(Stored records)
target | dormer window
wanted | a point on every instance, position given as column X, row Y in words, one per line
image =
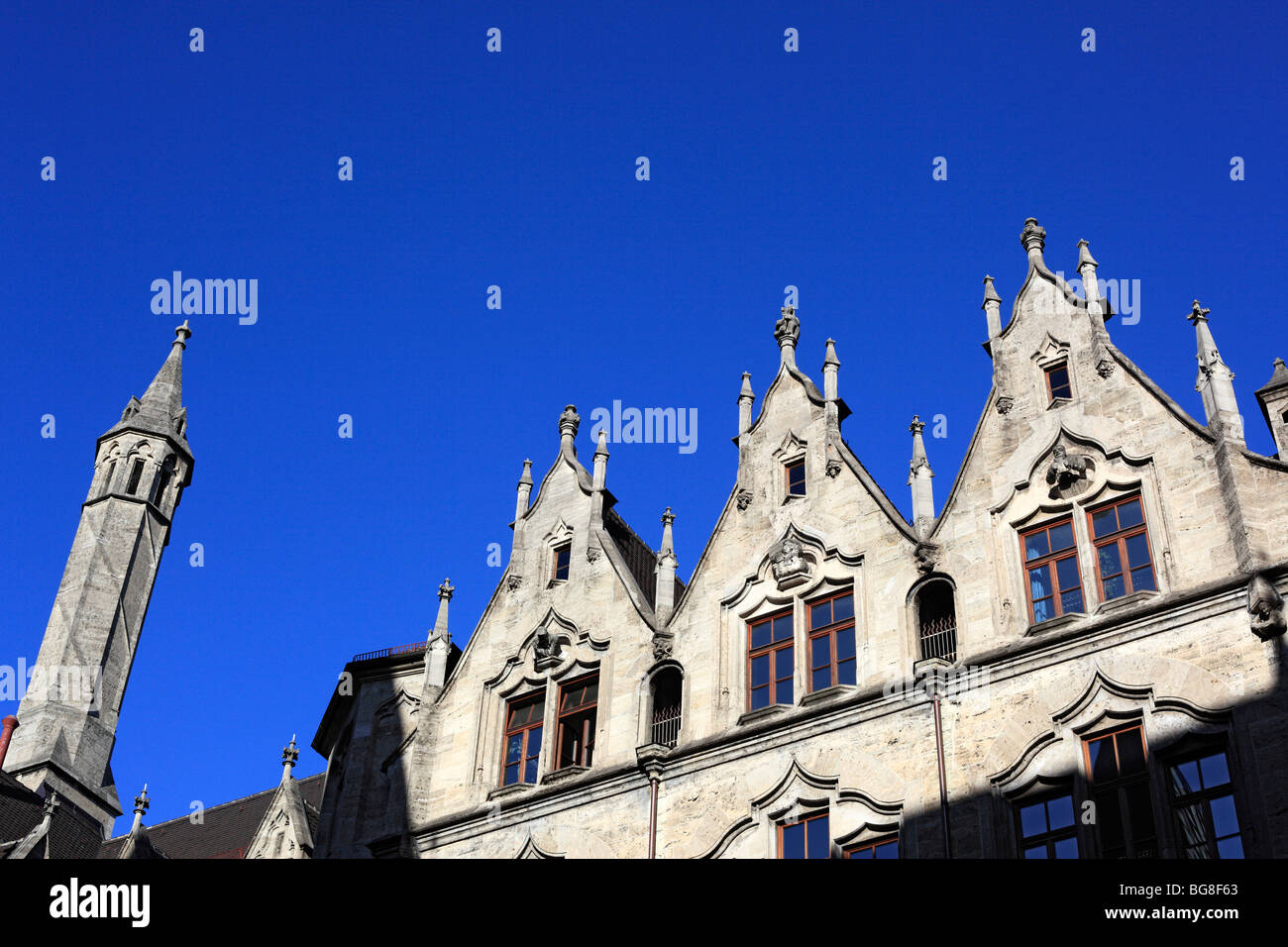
column 797, row 476
column 562, row 560
column 1059, row 388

(What to produce) Rewrite these items with "dormer window" changed to "skylight" and nothing else altered. Leave the pictures out.

(Complete answer)
target | skylight
wanted | a point on every instance, position given as column X, row Y in words, one per line
image =
column 797, row 476
column 562, row 560
column 1059, row 388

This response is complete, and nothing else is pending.